_Challenge_:
Rewrite the listing below as a JSON list of strings, with one string for each line and no blank lines. Leave the pictures out.

_Provided records_:
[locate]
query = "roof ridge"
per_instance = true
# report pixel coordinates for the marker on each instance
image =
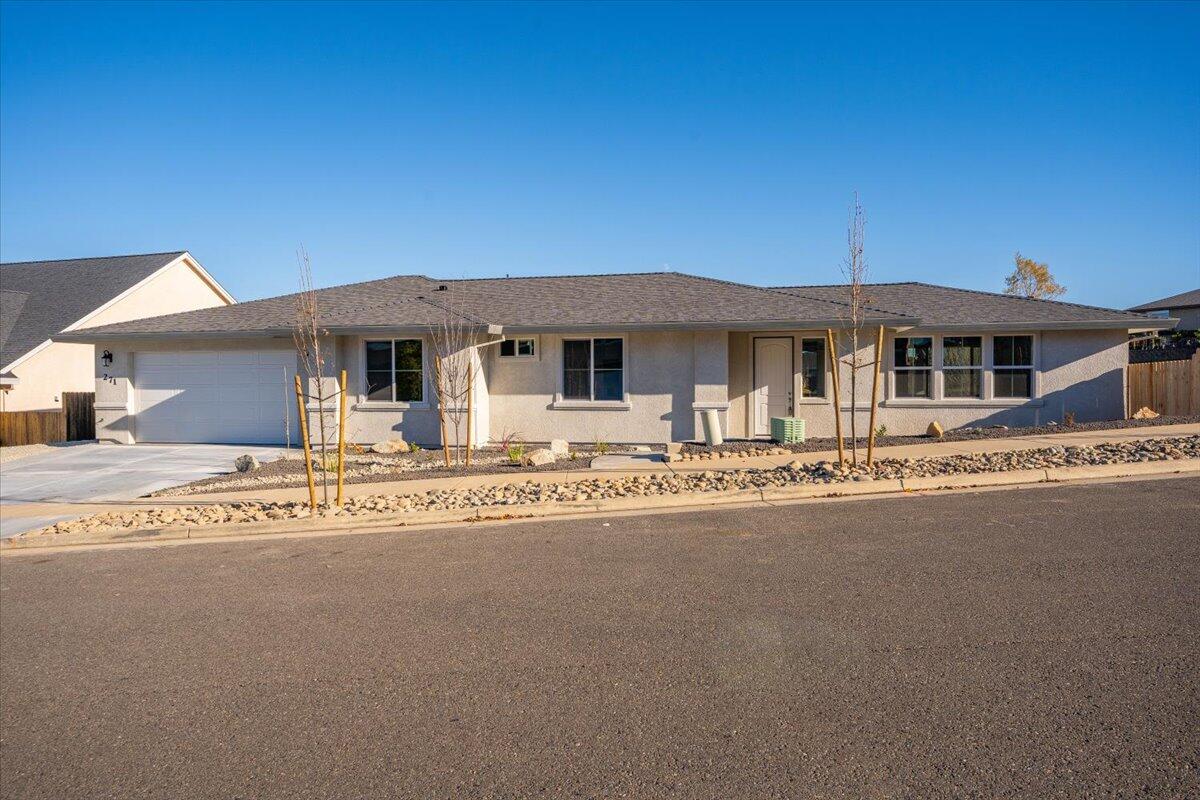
(585, 275)
(93, 258)
(977, 292)
(1008, 296)
(840, 302)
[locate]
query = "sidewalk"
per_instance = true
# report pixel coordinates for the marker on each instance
(66, 510)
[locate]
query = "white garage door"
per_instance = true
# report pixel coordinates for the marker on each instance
(215, 396)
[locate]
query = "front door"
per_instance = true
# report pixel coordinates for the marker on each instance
(772, 380)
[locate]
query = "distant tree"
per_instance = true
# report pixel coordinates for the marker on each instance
(1032, 280)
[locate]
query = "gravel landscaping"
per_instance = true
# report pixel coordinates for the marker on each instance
(795, 474)
(372, 468)
(693, 451)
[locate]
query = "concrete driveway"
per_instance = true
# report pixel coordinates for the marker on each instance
(97, 473)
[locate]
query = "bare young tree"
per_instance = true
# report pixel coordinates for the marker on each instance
(453, 337)
(307, 334)
(855, 271)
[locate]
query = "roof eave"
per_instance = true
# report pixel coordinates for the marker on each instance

_Response to the task_:
[
  "[locate]",
  "query = \"roof ridge\"",
  "per_instance = true",
  "# report pixel coordinates for the marker on each instance",
  "image =",
  "(585, 275)",
  "(93, 258)",
  "(977, 292)",
  "(1008, 296)",
  "(840, 302)",
  "[locate]",
  "query = \"sidewalk\"",
  "per_instance = true",
  "# report pixel coordinates for the marker on each instance",
  "(66, 510)",
  "[locate]",
  "query = \"white garage door\"",
  "per_instance = true",
  "# report pixel coordinates for the marker on each instance",
  "(215, 396)",
  "[locate]",
  "query = \"front door\"",
  "per_instance = true",
  "# report pixel coordinates for the marker on each instance",
  "(772, 380)",
  "[locate]",
  "query = \"distant tree\"",
  "per_instance = true",
  "# report pixel coordinates for the marker on each instance",
  "(1032, 280)",
  "[locate]",
  "query = \"gravel landscaping\"",
  "per_instance = true",
  "# report pixel coordinates for the marker on each instance",
  "(795, 474)",
  "(372, 468)",
  "(693, 451)",
  "[locate]",
  "query = \"concrete driveway\"",
  "per_instance = true",
  "# report pixel coordinates for the marker on each instance",
  "(97, 473)",
  "[locate]",
  "query = \"bare young tree\"",
  "per_instance = true",
  "# report pixel coordinates for the marker on each instance",
  "(453, 337)",
  "(307, 334)",
  "(855, 271)",
  "[locate]",
  "query = \"roof eave\"",
  "per_instance = true",
  "# report pixel coordinates for the marker on each instance"
]